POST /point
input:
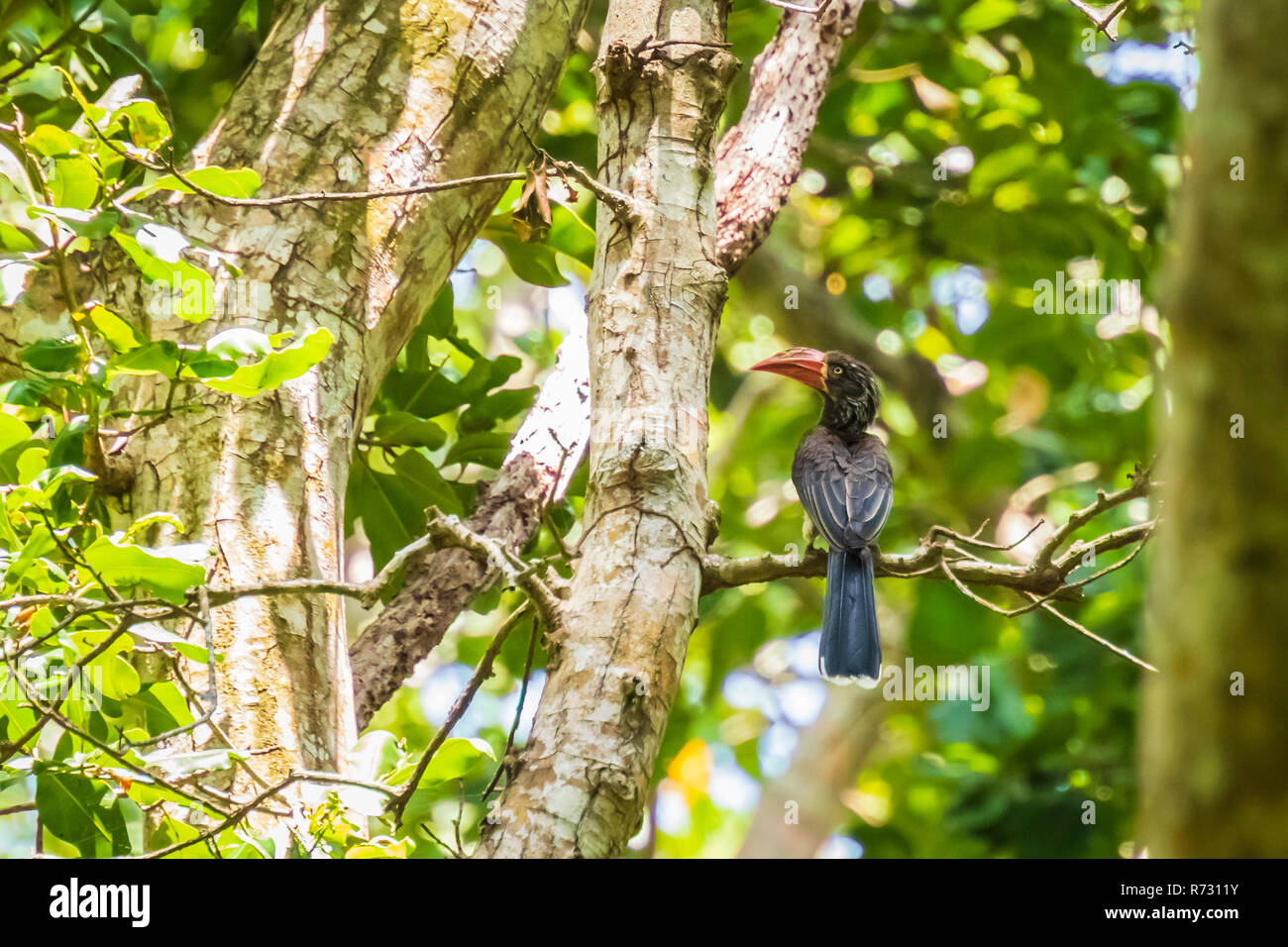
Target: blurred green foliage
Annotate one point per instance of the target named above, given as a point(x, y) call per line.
point(965, 153)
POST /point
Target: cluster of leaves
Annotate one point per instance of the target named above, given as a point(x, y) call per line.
point(99, 630)
point(116, 634)
point(1060, 390)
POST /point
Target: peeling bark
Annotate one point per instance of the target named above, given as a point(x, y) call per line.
point(542, 458)
point(1212, 746)
point(343, 95)
point(760, 158)
point(656, 299)
point(799, 810)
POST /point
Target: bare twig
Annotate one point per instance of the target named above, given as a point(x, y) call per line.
point(442, 531)
point(1102, 18)
point(518, 711)
point(943, 551)
point(482, 673)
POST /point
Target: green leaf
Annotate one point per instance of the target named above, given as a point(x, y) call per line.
point(71, 808)
point(533, 263)
point(150, 359)
point(12, 432)
point(406, 428)
point(485, 412)
point(143, 120)
point(241, 182)
point(114, 329)
point(52, 355)
point(987, 14)
point(51, 140)
point(432, 489)
point(17, 239)
point(484, 447)
point(39, 543)
point(252, 380)
point(128, 566)
point(391, 510)
point(73, 183)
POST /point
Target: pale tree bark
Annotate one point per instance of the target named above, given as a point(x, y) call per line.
point(799, 810)
point(760, 158)
point(655, 305)
point(342, 97)
point(1212, 741)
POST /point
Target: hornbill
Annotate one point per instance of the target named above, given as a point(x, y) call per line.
point(842, 476)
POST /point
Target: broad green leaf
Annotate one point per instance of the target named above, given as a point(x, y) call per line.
point(380, 847)
point(125, 565)
point(484, 447)
point(12, 432)
point(432, 489)
point(114, 329)
point(406, 428)
point(52, 355)
point(193, 290)
point(241, 182)
point(145, 121)
point(485, 412)
point(72, 809)
point(73, 182)
point(987, 14)
point(51, 140)
point(252, 380)
point(533, 263)
point(149, 359)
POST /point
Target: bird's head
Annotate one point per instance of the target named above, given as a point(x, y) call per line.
point(849, 385)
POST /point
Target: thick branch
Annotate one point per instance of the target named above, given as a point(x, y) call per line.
point(760, 158)
point(544, 455)
point(947, 554)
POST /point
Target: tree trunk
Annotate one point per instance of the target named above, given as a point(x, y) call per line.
point(342, 97)
point(655, 307)
point(1212, 746)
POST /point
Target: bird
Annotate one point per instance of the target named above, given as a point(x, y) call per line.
point(842, 476)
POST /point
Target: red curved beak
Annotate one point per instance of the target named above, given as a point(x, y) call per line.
point(806, 367)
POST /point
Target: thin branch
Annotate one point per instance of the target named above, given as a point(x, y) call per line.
point(800, 8)
point(482, 673)
point(518, 711)
point(442, 531)
point(943, 551)
point(55, 44)
point(1096, 638)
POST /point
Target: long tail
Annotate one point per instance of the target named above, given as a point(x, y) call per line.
point(850, 646)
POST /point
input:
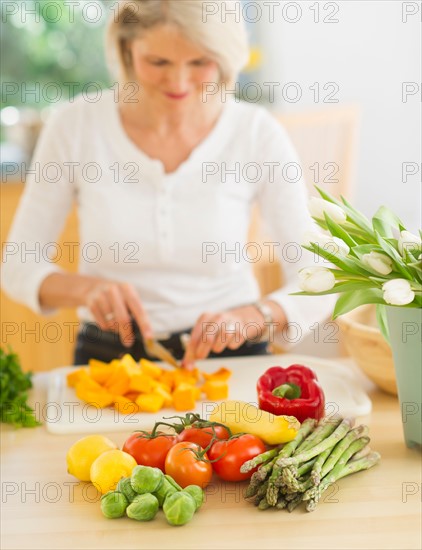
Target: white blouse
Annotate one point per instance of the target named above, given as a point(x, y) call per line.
point(179, 238)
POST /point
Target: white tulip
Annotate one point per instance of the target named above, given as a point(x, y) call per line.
point(318, 206)
point(316, 279)
point(381, 263)
point(334, 245)
point(409, 241)
point(398, 292)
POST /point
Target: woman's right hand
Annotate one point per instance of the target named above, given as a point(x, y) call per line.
point(114, 306)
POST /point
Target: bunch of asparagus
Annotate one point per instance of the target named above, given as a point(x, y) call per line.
point(303, 469)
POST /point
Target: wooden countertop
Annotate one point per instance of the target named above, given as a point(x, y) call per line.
point(44, 507)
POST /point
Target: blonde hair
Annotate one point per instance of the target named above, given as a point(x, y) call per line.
point(224, 38)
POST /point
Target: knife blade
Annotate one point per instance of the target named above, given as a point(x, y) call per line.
point(155, 349)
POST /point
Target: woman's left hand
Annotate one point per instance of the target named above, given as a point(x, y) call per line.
point(218, 331)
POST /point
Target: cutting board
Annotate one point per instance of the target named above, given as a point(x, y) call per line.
point(66, 414)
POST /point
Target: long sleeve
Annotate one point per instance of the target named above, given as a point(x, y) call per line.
point(40, 217)
point(283, 201)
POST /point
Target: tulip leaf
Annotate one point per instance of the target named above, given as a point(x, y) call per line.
point(351, 265)
point(353, 299)
point(381, 315)
point(337, 231)
point(363, 249)
point(326, 196)
point(349, 286)
point(358, 219)
point(394, 255)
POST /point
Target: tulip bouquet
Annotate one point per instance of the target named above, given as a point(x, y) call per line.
point(377, 262)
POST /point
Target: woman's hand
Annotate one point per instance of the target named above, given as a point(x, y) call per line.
point(114, 305)
point(218, 331)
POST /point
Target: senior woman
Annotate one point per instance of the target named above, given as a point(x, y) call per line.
point(156, 169)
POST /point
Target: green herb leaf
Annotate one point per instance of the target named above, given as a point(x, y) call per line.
point(13, 400)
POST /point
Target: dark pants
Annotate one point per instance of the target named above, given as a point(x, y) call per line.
point(94, 343)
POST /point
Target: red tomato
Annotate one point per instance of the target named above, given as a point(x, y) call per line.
point(203, 436)
point(185, 467)
point(233, 453)
point(149, 451)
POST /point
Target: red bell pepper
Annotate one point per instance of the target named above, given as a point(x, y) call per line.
point(293, 391)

### [What is needed]
Pull each line containing "green" from the records.

### [Result of this task]
Target: blurred green foliage
Target: green leaf
Target: broad green leaf
Target: green herb leaf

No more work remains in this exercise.